# [Supplied records]
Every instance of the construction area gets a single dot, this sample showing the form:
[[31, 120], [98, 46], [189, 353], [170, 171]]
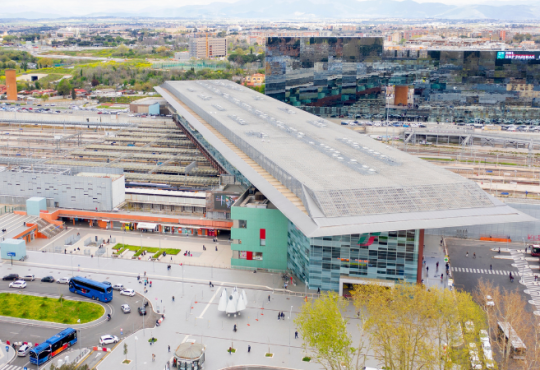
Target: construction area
[[164, 171]]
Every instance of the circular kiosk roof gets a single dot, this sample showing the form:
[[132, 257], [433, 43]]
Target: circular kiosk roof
[[189, 351]]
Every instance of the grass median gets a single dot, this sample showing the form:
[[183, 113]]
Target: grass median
[[120, 248], [57, 310]]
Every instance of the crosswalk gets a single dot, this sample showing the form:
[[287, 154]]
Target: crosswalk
[[485, 271], [10, 367]]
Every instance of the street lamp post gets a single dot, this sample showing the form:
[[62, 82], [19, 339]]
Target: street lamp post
[[290, 315]]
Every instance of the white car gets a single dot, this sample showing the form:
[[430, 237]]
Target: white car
[[129, 292], [108, 339], [63, 280], [24, 350], [19, 284]]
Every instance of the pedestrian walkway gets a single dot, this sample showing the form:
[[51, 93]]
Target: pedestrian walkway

# [What the task asks]
How many lines in the data above hold the word "sample"? Answer with the number alone.

# [Solution to the problem]
7